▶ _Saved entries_
::::::::

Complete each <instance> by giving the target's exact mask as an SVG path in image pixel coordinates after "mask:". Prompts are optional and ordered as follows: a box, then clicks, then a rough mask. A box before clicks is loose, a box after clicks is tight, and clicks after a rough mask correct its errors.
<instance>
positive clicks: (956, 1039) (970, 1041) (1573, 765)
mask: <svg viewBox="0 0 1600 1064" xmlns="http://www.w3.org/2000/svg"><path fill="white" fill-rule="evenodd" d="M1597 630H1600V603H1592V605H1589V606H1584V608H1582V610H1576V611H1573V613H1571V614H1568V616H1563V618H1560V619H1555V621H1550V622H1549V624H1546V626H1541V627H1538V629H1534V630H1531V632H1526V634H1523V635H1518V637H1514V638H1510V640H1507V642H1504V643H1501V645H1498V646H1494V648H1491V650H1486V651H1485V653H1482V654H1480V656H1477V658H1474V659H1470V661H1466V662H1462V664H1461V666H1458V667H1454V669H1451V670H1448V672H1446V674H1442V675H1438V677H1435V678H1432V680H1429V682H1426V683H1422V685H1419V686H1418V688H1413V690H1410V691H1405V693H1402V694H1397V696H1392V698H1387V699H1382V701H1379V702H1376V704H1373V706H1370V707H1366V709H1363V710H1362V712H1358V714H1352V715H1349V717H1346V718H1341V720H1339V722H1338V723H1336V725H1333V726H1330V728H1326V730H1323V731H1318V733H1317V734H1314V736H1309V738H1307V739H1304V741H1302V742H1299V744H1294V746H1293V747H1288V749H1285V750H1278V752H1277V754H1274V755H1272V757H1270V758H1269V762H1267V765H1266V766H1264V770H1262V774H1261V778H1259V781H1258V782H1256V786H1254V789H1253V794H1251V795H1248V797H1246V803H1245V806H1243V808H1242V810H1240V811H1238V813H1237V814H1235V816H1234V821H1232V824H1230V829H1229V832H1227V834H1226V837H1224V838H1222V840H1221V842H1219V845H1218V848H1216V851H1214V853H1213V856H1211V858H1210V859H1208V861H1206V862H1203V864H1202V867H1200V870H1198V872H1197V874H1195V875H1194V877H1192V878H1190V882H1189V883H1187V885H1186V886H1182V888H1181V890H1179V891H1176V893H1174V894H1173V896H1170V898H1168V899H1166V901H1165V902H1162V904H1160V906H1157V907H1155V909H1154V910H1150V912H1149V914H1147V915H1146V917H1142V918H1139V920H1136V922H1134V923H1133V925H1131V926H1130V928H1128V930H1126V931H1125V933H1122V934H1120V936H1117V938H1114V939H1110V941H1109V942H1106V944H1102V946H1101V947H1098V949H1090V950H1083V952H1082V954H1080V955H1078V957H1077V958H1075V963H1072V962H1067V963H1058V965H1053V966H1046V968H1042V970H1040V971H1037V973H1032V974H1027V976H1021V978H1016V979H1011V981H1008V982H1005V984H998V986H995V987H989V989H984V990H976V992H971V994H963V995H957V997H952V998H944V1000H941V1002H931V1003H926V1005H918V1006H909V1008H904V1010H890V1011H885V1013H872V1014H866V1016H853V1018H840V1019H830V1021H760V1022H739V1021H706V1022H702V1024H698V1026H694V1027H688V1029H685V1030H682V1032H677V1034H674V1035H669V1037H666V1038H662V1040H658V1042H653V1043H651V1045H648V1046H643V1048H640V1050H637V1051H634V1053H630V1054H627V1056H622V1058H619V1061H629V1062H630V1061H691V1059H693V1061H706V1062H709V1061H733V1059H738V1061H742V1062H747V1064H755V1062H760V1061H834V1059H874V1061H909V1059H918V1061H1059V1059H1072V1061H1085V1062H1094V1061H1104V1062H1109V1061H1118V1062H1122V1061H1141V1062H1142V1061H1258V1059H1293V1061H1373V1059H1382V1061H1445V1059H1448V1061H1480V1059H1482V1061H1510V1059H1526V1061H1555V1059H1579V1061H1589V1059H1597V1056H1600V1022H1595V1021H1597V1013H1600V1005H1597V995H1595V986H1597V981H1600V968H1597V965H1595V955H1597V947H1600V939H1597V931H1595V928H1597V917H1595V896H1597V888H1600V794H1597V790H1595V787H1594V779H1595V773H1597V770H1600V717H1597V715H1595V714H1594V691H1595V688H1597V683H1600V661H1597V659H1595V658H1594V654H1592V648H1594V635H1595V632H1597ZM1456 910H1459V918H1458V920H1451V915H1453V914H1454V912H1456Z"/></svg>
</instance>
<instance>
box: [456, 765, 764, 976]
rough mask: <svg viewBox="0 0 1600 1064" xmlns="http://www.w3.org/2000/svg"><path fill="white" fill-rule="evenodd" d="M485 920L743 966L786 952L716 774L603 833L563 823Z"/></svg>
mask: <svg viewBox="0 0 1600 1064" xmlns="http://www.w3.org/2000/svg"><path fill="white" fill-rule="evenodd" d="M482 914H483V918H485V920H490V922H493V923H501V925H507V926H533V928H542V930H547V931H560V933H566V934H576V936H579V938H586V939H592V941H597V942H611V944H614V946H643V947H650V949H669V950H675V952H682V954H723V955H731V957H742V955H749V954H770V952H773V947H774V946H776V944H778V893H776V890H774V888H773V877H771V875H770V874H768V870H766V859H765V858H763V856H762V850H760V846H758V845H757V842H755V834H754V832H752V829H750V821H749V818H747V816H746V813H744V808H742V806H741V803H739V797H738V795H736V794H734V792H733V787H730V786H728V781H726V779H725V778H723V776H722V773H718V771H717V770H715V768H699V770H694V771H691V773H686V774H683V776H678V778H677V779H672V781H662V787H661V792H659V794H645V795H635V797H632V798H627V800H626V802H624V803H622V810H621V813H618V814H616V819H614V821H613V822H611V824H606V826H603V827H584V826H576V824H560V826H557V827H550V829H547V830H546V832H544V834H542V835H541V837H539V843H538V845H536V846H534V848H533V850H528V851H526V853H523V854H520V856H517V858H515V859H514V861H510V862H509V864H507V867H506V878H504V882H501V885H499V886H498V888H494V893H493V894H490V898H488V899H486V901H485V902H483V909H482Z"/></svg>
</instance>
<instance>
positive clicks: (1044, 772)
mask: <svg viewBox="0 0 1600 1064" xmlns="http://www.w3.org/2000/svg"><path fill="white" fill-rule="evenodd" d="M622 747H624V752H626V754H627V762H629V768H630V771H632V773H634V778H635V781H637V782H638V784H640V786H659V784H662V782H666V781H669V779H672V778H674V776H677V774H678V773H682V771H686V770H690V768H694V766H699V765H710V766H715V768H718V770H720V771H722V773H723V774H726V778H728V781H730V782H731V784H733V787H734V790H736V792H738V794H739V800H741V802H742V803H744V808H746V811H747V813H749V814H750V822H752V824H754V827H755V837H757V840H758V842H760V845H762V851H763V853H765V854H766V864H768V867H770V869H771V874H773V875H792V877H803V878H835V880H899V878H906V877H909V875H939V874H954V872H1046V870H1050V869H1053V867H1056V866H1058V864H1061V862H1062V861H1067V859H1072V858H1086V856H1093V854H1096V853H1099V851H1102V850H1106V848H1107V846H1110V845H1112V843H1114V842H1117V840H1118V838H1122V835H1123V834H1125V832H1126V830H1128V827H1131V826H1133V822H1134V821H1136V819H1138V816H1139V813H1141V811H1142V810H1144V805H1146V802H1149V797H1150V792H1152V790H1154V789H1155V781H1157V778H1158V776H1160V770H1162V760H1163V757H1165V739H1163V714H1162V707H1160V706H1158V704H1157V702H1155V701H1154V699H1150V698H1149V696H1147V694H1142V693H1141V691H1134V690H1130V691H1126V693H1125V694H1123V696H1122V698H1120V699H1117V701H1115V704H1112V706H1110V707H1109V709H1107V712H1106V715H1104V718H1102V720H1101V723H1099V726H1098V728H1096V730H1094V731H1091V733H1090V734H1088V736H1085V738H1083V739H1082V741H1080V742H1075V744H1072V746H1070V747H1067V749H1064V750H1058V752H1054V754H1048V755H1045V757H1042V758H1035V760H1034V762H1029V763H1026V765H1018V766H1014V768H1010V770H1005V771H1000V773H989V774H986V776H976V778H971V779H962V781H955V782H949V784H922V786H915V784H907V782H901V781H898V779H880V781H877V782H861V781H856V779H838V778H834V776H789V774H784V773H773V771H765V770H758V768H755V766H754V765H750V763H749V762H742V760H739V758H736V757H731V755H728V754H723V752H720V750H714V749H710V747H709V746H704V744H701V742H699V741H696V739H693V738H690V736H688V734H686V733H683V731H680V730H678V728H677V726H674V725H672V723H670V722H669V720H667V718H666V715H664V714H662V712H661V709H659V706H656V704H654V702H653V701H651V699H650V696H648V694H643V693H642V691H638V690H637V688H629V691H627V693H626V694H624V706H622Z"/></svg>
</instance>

::::::::

Apply a filter for "positive" to the data above, then copy each line that matches.

▶ _Result of the task_
positive clicks: (956, 1039) (970, 1041) (1573, 765)
positive clicks: (1044, 772)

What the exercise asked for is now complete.